_PAGE EXTRACT_:

>> Begin

Biomass protest to take place as huge log piles grow at sites including Minster

Campaigner Nik Mitchell at the huge Minster log pile Photo Nik Mitchell

Thanet Green Party members are organising a demo as part of an International Day of Action Against Big Biomass on Friday (October 21).

The demo will be held at the northern entrance to Discovery Park in Sandwich to directly protest against the biomass plant on site and to highlight the huge log piles stacked up at sites in Minster, at Wingham and at Discovery Park due to the biomass plant’s turbine being out of operation – causing a backlog.

The pile of logs at Minster is some 25ft tall and runs for around half a mile. It is the responsibility of Euroforest Ltd, the supplier for Kent Renewable Energy at Discovery Park.

The log storing requires planning permission but this is not in place for the site at Minster.

Thanet Green councillor Becky Wing visited the site and says she was shocked at the massive size of it.

She said: “After a quick google of government guidance on the storage of wood I reported it to both Thanet council planning and licensing departments on October 11. Planning officers investigated and confirmed that the site does require a planning application and the company now have 14 days to do this.”

Thanet council enforcement officers have told company Euroforest Limited that an application must be made.

A Thanet council spokesperson said: “Planning permission is required for the open storage of logs at Minster. Our Planning Enforcement team has been in contact with the company responsible, to request that they submit an application within a defined timescale.

“In line with our enforcement protocol, we aim to bring unauthorised developments back into the planning system. This is important to make sure that consultation can take place, and proposals can be properly considered.”

Photo Nik Mitchell

The £160million biomass plant opened in 2018 and bosses from Kent Renewable Energy say it generates 27MW of renewable electricity using locally sourced wood as fuel, which is the equivalent of supplying 50,000 homes and saving over 100,000 tons of CO2 every year.  The plant provides heat and power to the Discovery Park with the excess being exported to the local electricity grid.

A statement from Kent Renewable Energy says: “Kent Renewable Energy (KRE) provides sustainable electricity to tens of thousands of homes in the South East, and sustainable heat and electricity to the 3,500 employees of the Discovery Park Life Sciences Park. According to the UK Government methodology, KRE’s operations result in Green House Gas emission saving of over 95% compared to the average unit of electricity used in the UK.

>> End

_DATA LINES_:
>> Begin

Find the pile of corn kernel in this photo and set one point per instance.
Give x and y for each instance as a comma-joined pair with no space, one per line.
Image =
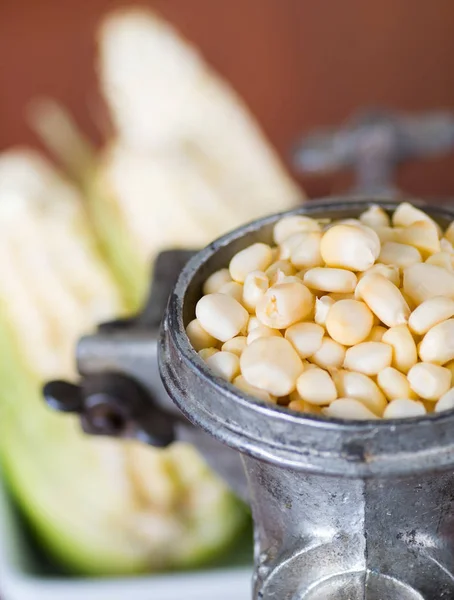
350,319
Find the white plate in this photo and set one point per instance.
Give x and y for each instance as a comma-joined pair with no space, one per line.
20,579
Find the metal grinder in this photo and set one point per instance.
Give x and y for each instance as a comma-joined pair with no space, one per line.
342,510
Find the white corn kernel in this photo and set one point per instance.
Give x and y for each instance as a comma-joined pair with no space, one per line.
307,253
394,384
424,281
387,234
400,255
405,353
429,313
316,387
368,357
288,226
348,408
446,246
215,281
441,259
255,285
205,353
423,235
271,364
224,364
284,304
305,407
241,383
278,268
429,381
450,365
374,217
322,306
403,408
233,289
350,247
350,384
306,338
349,322
449,233
446,402
256,257
221,316
262,331
330,355
406,214
437,346
236,345
376,333
198,337
289,245
384,299
391,272
330,280
252,324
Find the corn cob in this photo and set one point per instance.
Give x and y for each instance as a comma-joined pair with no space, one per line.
100,506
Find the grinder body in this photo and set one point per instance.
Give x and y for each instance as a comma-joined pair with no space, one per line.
342,510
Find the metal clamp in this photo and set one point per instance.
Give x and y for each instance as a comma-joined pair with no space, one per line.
120,392
374,143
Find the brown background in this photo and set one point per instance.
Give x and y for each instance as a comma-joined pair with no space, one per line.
298,63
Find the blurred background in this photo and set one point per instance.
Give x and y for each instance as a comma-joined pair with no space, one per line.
297,64
170,156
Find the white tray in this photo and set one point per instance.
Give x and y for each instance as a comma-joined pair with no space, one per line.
21,580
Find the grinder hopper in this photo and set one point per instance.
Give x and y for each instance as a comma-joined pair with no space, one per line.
342,510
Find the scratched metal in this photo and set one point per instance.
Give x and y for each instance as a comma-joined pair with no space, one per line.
342,510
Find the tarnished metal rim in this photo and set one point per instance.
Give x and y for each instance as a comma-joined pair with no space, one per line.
278,435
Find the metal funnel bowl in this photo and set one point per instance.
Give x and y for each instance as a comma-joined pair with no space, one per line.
343,510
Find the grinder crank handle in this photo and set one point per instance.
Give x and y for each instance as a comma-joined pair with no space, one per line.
374,143
120,393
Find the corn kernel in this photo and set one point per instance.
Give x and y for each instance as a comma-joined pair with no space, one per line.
221,316
424,281
322,306
284,304
255,286
224,364
307,253
368,357
350,247
241,383
394,384
262,331
405,353
349,322
446,402
400,255
330,355
358,386
288,226
429,313
384,299
348,408
198,337
330,280
437,346
316,386
271,364
236,345
429,381
403,408
374,217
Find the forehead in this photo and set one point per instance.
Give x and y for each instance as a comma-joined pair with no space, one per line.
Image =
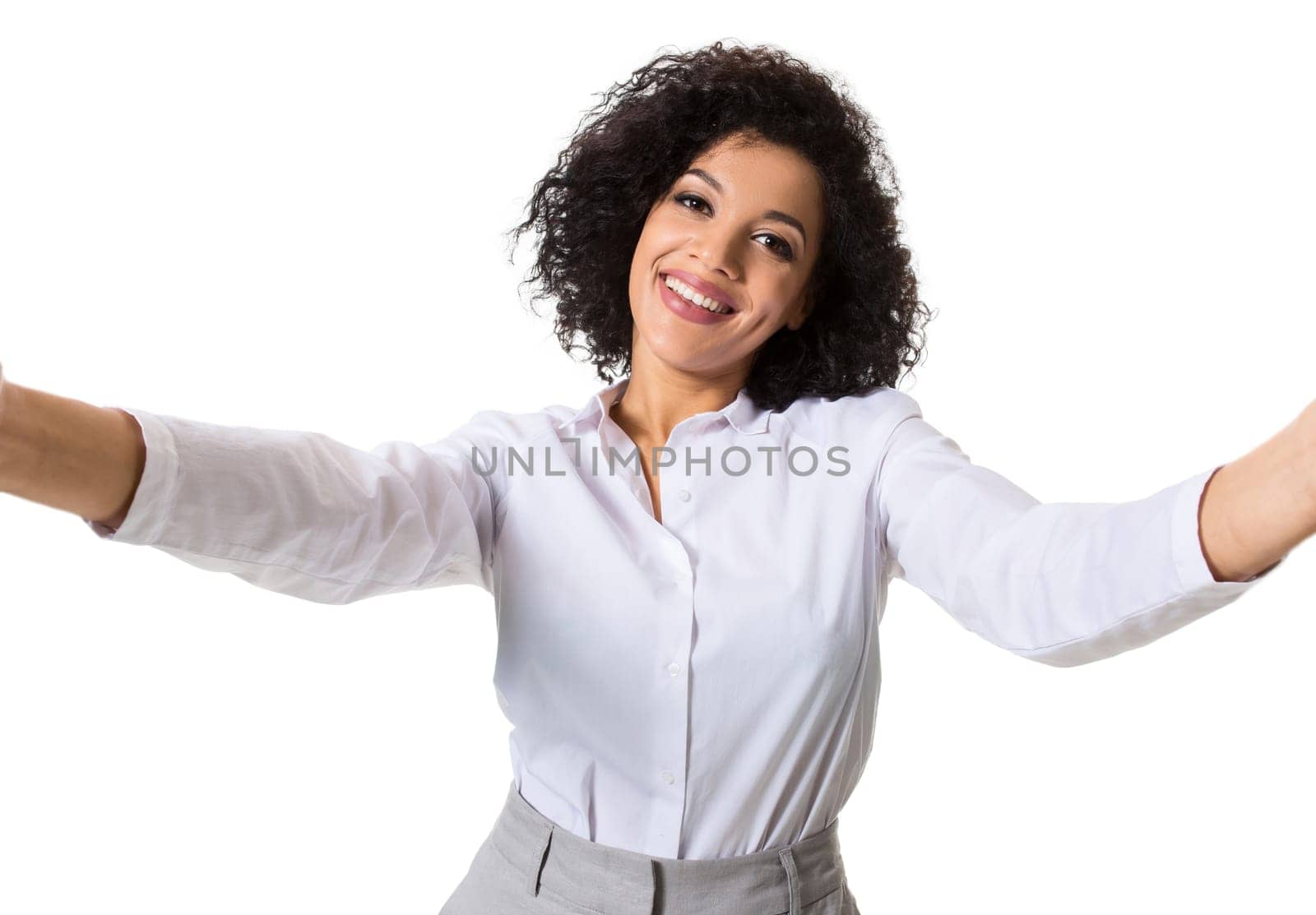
765,173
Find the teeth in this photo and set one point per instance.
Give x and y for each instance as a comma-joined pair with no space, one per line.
694,298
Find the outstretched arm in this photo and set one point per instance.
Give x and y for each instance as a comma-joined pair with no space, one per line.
1263,505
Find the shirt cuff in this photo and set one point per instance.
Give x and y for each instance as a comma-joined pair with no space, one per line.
157,489
1189,557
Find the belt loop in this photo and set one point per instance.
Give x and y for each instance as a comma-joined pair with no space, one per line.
793,880
537,862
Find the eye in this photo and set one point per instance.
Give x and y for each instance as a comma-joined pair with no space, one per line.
785,247
683,197
782,249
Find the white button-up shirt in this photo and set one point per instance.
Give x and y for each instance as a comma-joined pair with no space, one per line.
704,686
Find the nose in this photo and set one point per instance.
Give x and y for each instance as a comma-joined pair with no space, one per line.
717,250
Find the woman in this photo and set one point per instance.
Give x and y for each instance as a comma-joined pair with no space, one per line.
690,568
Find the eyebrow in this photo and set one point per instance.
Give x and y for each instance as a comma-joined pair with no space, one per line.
770,215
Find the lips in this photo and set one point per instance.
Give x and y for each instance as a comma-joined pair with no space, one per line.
703,287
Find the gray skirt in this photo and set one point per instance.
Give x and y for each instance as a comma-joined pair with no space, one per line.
531,866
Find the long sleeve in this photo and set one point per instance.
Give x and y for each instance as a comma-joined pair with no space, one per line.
1061,583
300,513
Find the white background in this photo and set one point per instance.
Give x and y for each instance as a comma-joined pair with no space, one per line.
289,216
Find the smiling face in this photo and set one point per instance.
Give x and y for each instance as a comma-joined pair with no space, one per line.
744,225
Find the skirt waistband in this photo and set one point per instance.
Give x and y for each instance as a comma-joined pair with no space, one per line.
605,879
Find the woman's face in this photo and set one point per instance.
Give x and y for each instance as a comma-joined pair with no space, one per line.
747,221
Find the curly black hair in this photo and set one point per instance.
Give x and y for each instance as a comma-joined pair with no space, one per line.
628,150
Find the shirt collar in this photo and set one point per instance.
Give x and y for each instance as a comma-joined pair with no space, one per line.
741,413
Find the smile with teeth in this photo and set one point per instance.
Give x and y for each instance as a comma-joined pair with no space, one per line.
694,298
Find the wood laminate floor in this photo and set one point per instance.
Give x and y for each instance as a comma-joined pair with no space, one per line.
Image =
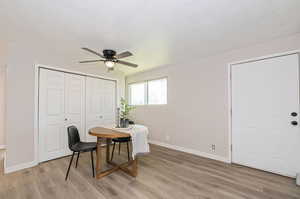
164,173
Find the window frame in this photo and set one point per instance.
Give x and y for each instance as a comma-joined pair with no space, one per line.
146,93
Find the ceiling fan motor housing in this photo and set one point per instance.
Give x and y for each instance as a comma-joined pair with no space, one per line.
109,54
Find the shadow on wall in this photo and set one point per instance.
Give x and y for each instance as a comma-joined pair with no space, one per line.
2,105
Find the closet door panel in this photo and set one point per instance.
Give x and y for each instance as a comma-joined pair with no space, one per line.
75,104
109,102
94,105
51,115
100,103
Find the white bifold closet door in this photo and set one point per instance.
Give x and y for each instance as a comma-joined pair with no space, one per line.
265,114
61,104
100,104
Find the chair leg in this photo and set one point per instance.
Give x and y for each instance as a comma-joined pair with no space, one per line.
128,151
77,159
92,159
112,153
70,165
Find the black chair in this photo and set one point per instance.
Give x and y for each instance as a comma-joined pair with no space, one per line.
122,140
77,146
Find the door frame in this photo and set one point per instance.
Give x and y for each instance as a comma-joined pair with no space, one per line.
229,87
37,67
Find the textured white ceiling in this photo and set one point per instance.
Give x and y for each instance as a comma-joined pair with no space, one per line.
158,32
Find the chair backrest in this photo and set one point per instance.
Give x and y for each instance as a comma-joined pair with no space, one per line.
73,136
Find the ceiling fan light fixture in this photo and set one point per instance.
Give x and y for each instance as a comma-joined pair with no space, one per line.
109,64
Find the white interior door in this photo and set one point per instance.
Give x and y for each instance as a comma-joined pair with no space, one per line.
61,104
52,132
265,93
109,102
100,103
75,103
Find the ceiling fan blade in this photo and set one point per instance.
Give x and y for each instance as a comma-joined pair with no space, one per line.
90,61
127,63
123,55
92,51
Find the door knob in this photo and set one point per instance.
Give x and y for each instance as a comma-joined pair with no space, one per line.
294,114
294,123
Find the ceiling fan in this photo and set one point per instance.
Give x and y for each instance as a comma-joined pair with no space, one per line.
110,58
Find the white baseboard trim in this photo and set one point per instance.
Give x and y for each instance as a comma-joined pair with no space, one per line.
19,167
192,151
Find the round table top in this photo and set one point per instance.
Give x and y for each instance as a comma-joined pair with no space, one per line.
103,132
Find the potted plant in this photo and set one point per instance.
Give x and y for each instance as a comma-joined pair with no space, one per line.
124,113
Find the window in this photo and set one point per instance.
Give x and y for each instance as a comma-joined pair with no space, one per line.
137,93
148,92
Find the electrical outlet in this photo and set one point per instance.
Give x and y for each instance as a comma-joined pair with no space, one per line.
167,138
213,147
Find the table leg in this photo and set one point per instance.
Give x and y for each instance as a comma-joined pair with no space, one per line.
98,161
108,142
135,167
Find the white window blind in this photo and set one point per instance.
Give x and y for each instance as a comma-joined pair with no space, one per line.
148,92
137,93
157,91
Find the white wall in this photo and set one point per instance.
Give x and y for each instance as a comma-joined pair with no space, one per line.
2,105
3,60
20,94
196,115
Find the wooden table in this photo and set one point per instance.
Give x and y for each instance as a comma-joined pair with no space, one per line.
108,134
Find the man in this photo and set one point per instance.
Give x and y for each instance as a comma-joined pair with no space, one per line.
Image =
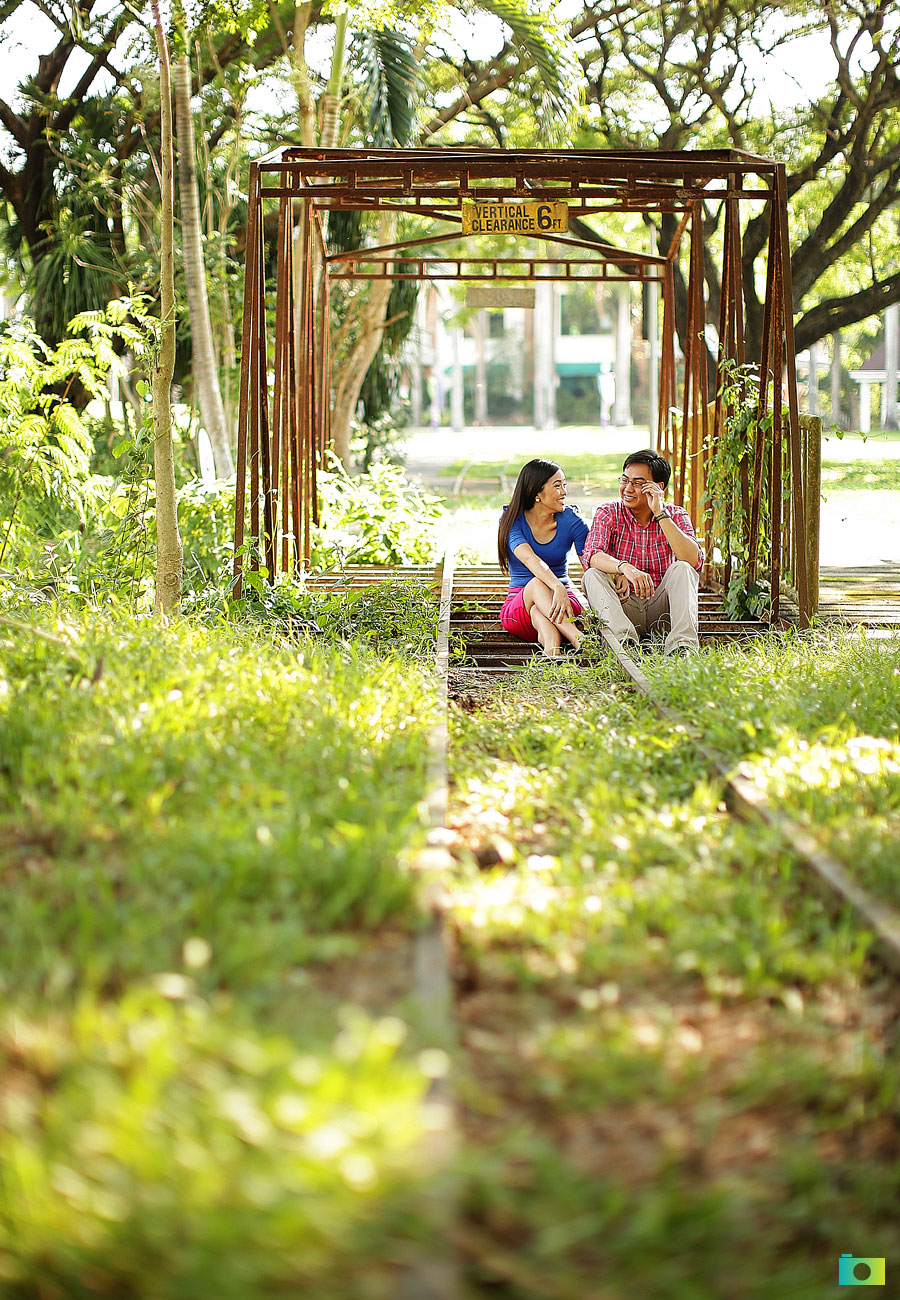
643,559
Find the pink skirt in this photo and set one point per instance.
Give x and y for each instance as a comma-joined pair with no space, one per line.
516,619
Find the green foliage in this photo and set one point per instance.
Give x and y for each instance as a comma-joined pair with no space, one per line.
388,618
393,87
47,490
730,473
379,518
190,820
195,778
167,1145
673,1054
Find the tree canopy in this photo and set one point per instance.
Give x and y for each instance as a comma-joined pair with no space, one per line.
79,130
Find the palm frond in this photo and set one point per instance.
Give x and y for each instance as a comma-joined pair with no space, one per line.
393,89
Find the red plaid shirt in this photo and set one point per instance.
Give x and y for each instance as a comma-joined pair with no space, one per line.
617,532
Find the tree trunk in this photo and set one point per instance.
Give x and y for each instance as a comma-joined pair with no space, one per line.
212,412
304,107
353,369
836,410
168,542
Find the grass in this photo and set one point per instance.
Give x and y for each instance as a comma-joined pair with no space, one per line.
674,1054
598,472
195,823
860,476
675,1057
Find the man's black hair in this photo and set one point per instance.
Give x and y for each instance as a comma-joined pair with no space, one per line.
660,468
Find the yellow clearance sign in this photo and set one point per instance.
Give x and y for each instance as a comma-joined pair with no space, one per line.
514,219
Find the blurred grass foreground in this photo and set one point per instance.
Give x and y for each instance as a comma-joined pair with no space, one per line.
191,823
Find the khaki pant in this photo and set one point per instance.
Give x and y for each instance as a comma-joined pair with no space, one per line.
673,607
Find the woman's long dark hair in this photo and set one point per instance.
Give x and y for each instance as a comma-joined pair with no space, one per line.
524,494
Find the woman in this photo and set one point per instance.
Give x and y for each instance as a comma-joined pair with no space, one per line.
537,531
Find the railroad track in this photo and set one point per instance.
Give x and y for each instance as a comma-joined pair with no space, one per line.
470,601
479,593
470,637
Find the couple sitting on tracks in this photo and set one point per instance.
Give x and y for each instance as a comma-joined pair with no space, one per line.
640,557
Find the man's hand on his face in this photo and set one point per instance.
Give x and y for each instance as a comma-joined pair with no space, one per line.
654,494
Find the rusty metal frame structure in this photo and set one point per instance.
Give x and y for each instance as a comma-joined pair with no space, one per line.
285,363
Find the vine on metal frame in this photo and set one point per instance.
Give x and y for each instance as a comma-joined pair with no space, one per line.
730,471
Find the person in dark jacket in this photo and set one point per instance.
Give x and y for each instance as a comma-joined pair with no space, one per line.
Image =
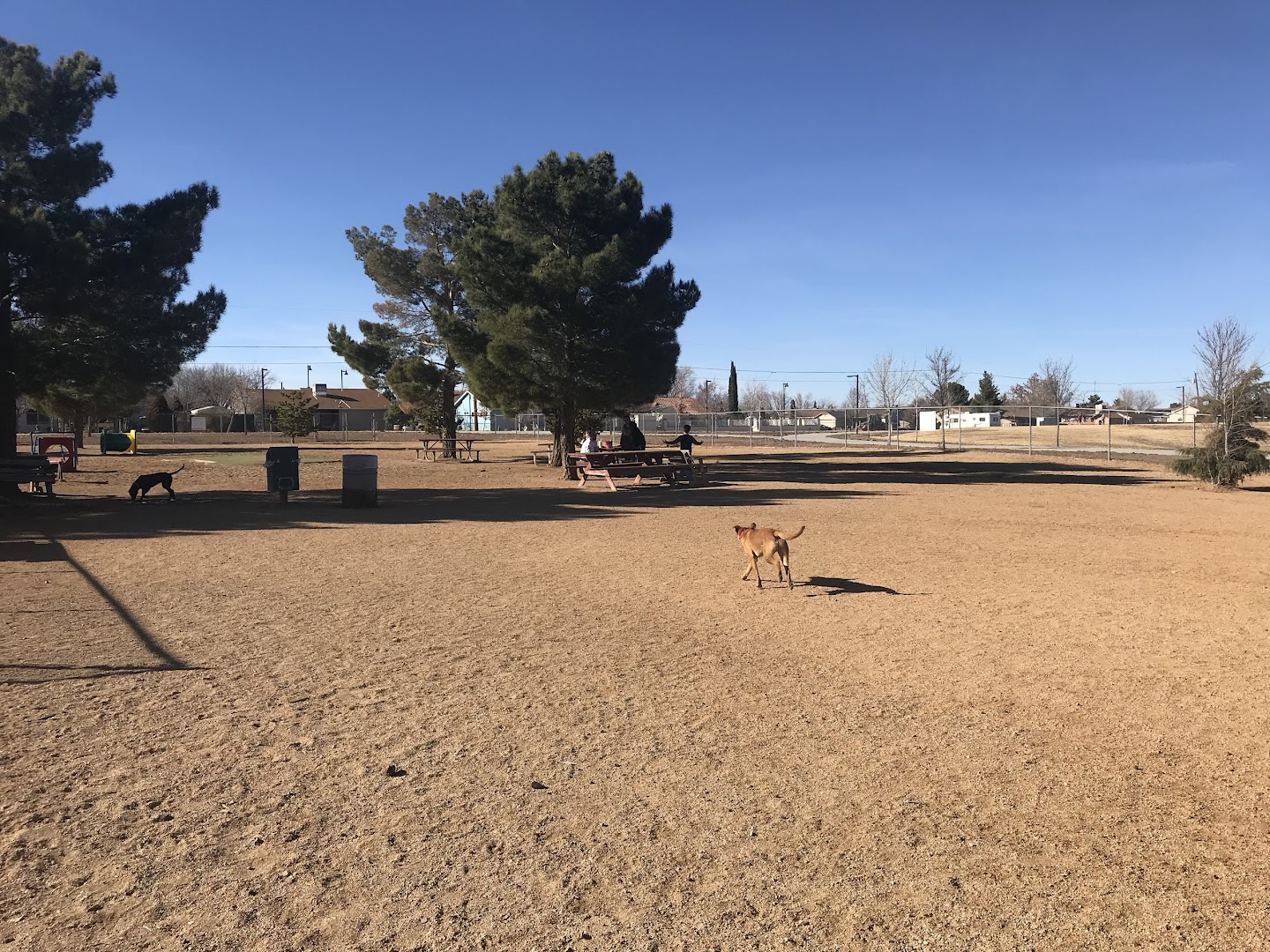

>> End

_EXERCISES_:
- a) Format the part of the rows that opens with the line containing "Find the vine" and runs through the end of the rows as a Markdown table with the columns Line and Content, leaving the pictures out.
- b) Resume the biomass article from its last sentence.
The biomass article and the rows were taken from unrelated sources.

_OUTPUTS FOR THE TASKS_:
- a)
| Line | Content |
|---|---|
| 1 | Find the vine on metal frame in this photo and set one point per instance. |
| 2 | Give x and y for each instance as a comma-joined pair with no space, one per line. |
| 3 | 730,471 |
| 4 | Find the person in dark jacket in this photo and set one point per instance. |
| 5 | Give x and y for each instance as a comma-joined pair with no space, one per line. |
| 6 | Image = |

- b)
“All the wood that we use is sustainably sourced from managed woodlands in the UK in accordance with Forestry Stewardship Council controlled wood procedures; with around 70% coming from nearby Kent, Sussex, Hampshire & Surrey. We used a small proportion of wood from Estonia during our early operation. This amounts to 3% of our usage to date and is no longer part of our supply. Around 40-50% of the material we currently use is suffering from ash dieback and for every ash dieback tree that is removed, eight to twelve resilient native broadleaves saplings are planted in its place.

“Woodlands managed in line with Forestry Stewardship Council procedures ensure older trees are replaced with newly planted trees that remove more CO2 from the atmosphere faster as they grow – ensuring that our woodlands are as effective a carbon sink as they can be. As unmanaged woodlands grow older, the rate at which they absorb CO2 from the atmosphere slows and eventually they die, releasing the more potent greenhouse gas methane into the atmosphere as they decompose.

“The South East is one of the most densely wooded areas of England and the commercial forestry in this area used to feed a paper industry that has largely closed down, leaving the local forestry to become unmanaged.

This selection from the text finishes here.